## Required work
For the entries below, print exactly the lines between the line holding "Find the green trim" and the line holding "Find the man in brown", inclusive, and nothing else.

Dataset entries
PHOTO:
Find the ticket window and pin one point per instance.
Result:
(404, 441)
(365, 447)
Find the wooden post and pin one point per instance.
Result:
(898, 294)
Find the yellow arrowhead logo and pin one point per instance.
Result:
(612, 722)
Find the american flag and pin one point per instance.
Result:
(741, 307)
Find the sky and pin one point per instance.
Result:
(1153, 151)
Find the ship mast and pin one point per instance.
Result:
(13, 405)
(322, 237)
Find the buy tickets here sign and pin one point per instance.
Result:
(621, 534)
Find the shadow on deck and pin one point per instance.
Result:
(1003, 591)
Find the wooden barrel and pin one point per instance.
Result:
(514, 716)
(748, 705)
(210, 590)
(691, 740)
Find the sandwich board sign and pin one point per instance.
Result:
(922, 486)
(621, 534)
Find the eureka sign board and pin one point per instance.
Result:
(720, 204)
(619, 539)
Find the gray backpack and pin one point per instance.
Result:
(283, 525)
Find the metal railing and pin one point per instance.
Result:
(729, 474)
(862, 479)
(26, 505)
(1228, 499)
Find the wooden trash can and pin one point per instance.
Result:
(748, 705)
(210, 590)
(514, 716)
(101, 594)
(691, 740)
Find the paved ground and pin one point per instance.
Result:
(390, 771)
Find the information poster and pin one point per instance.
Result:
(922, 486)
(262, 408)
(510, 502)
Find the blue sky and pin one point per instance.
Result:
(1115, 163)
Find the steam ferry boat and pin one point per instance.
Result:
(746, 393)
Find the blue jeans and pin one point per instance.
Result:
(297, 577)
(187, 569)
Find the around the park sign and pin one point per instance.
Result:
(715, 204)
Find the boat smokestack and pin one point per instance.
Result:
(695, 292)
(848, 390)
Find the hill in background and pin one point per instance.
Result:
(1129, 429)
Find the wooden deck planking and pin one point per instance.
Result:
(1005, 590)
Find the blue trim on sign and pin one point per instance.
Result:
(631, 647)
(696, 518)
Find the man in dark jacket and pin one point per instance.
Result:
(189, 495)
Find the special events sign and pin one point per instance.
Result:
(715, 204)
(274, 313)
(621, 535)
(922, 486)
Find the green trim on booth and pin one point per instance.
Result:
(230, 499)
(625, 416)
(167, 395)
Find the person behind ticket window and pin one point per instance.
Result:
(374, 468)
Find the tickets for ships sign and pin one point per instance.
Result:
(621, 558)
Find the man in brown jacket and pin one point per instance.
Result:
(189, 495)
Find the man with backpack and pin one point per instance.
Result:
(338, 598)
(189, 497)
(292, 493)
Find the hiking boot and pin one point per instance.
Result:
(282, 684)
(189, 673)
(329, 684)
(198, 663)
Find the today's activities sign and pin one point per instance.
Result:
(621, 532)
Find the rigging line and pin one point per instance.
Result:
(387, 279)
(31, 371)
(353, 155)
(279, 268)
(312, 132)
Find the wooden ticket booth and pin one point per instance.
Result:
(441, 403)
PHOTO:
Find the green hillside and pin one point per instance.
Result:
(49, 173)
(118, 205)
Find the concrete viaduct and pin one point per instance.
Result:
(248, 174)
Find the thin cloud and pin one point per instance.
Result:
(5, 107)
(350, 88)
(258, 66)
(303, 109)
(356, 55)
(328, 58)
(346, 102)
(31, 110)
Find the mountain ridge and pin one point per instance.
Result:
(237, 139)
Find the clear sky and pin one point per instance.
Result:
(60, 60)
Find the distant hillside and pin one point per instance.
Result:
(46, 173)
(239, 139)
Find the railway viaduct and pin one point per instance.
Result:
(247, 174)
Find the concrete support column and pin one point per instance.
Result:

## Reply to the task
Find the green trim on booth and pin one point per instance.
Result:
(230, 499)
(625, 416)
(167, 395)
Find the person behind ticket window and pin one point per instance.
Result:
(374, 468)
Find the tickets for ships sign and pin one point per instance.
Result:
(621, 558)
Find the man in brown jacket and pin one point per instance.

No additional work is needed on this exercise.